- [Instructions for the task]: Set the data down again, exactly as it reads, but without the pictures.

— Start of Data entries —

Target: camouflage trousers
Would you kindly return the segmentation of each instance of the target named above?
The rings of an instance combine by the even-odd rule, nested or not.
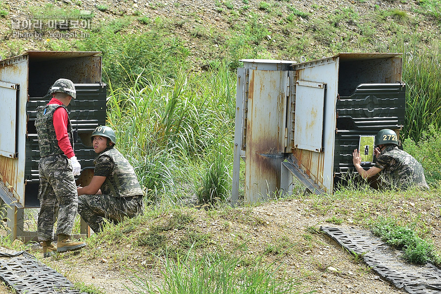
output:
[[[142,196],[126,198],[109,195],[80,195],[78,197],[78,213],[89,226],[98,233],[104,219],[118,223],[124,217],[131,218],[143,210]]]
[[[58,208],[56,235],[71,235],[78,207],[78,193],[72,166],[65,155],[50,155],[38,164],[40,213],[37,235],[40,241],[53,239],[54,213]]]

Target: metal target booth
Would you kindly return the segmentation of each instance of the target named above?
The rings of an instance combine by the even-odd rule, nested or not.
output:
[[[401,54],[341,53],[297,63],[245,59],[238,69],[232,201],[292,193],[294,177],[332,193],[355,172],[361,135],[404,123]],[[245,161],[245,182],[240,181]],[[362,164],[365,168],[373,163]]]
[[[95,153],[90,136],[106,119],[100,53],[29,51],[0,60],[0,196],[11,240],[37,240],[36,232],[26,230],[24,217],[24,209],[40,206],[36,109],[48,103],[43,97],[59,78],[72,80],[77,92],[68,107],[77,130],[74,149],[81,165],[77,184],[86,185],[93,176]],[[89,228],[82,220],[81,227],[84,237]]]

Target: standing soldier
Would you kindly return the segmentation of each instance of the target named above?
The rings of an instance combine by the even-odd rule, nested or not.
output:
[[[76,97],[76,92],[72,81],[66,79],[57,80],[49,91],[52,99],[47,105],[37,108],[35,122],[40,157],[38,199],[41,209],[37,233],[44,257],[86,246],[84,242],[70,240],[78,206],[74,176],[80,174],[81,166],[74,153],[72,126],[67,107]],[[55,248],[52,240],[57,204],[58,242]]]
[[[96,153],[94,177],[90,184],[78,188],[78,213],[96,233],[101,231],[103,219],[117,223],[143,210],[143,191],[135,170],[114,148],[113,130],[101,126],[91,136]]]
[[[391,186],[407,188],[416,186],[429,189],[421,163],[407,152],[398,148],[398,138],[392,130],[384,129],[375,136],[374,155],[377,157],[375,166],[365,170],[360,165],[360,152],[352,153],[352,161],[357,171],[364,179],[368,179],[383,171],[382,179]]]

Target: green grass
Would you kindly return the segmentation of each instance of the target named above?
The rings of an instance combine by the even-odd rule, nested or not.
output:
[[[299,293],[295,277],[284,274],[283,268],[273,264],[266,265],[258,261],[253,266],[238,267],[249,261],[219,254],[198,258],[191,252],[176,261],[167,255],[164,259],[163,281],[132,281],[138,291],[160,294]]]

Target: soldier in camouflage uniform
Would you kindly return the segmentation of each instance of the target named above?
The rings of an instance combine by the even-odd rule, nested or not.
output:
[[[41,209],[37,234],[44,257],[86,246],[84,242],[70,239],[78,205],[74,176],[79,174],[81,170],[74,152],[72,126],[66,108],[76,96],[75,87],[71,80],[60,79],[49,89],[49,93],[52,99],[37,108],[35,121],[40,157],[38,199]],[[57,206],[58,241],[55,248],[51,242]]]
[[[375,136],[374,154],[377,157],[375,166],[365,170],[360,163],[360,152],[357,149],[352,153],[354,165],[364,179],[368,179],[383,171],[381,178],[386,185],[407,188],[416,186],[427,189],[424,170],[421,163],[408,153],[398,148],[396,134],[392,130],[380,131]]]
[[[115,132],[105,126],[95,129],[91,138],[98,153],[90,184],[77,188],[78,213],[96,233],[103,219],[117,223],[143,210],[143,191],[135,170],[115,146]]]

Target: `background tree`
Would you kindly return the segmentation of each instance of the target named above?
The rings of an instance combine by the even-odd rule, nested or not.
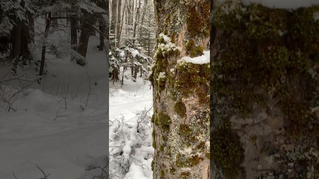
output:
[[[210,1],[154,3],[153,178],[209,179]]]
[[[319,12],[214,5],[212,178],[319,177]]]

— End of Data entries —

- [Result for this task]:
Target: camouflage trousers
Would you kindly return the segmentation of each instance of the target named above?
The rings of an instance combine by the even-odd rule, nested or not.
output:
[[[142,196],[126,198],[109,195],[80,195],[78,197],[78,213],[89,226],[98,233],[104,219],[118,223],[124,217],[131,218],[143,210]]]
[[[58,208],[56,235],[71,235],[78,207],[78,193],[72,166],[65,155],[50,155],[38,164],[40,213],[37,235],[40,241],[53,239],[54,213]]]

Target: metal target booth
Would you kindly return the segmentation of each instance of the target named above?
The rings of an instance combine by the even-odd rule, nested or not.
output:
[[[401,54],[341,53],[297,63],[245,59],[238,69],[232,201],[292,193],[294,177],[332,193],[355,172],[361,135],[404,123]],[[245,161],[245,182],[240,181]],[[362,164],[365,168],[373,163]]]
[[[95,153],[90,136],[106,119],[100,53],[29,51],[0,60],[0,196],[11,240],[37,240],[36,232],[26,230],[24,217],[24,209],[40,206],[36,109],[48,103],[43,97],[59,78],[72,80],[77,92],[68,107],[77,130],[74,149],[81,165],[77,184],[86,185],[93,176]],[[89,228],[82,220],[81,227],[84,237]]]

Target: standing soldier
Would you kindly return the segmentation of each instance of the target named above?
The rings of an instance combine by the even-odd rule, nested or not.
output:
[[[76,97],[76,92],[72,81],[66,79],[57,80],[49,91],[52,99],[47,105],[37,108],[35,122],[40,157],[38,199],[41,209],[37,233],[44,257],[86,246],[84,242],[70,240],[78,206],[74,176],[80,174],[81,166],[74,153],[72,126],[67,107]],[[55,248],[52,240],[57,204],[58,242]]]
[[[96,153],[94,177],[90,184],[78,188],[78,213],[96,233],[101,231],[103,219],[117,223],[143,210],[143,191],[135,170],[114,148],[113,130],[101,126],[91,136]]]
[[[391,186],[407,188],[416,186],[429,189],[421,163],[407,152],[398,148],[398,138],[392,130],[384,129],[375,136],[374,155],[377,157],[375,166],[365,170],[360,165],[360,152],[352,153],[352,161],[357,171],[364,179],[368,179],[383,171],[382,179]]]

Target: green grass
Would you kindly return the segmentation of each instance of the target named above?
The rings of an instance combine by the even-odd rule, nested or not.
output:
[[[299,293],[295,277],[284,274],[283,268],[273,264],[266,265],[258,261],[253,266],[238,267],[249,261],[219,254],[198,258],[191,252],[176,261],[167,255],[164,259],[163,281],[132,281],[138,291],[160,294]]]

Target: soldier in camouflage uniform
Would you kindly return the segmentation of each instance of the target named above?
The rings of an instance combine by the even-odd rule, nested or not.
output:
[[[41,209],[37,234],[44,257],[86,246],[84,242],[70,239],[78,205],[74,176],[79,174],[81,170],[74,152],[72,126],[66,108],[76,96],[75,87],[71,80],[60,79],[49,89],[49,93],[52,99],[37,108],[35,121],[40,157],[38,199]],[[57,206],[58,241],[55,248],[51,242]]]
[[[375,136],[374,154],[377,157],[375,166],[365,170],[360,163],[360,152],[357,149],[352,153],[354,165],[364,179],[368,179],[383,171],[381,178],[386,185],[407,188],[416,186],[427,189],[424,170],[421,163],[408,153],[398,148],[396,134],[392,130],[380,131]]]
[[[115,132],[105,126],[95,129],[91,138],[98,153],[90,184],[77,188],[78,213],[96,233],[103,219],[117,223],[143,210],[143,191],[135,170],[115,146]]]

Target: `background tree`
Would you kindly return the segmentation of each instance of the target named above?
The rings of an instance combine by the even-odd rule, nested or not.
output:
[[[210,1],[154,3],[153,178],[209,179]]]
[[[319,12],[214,5],[212,178],[319,177]]]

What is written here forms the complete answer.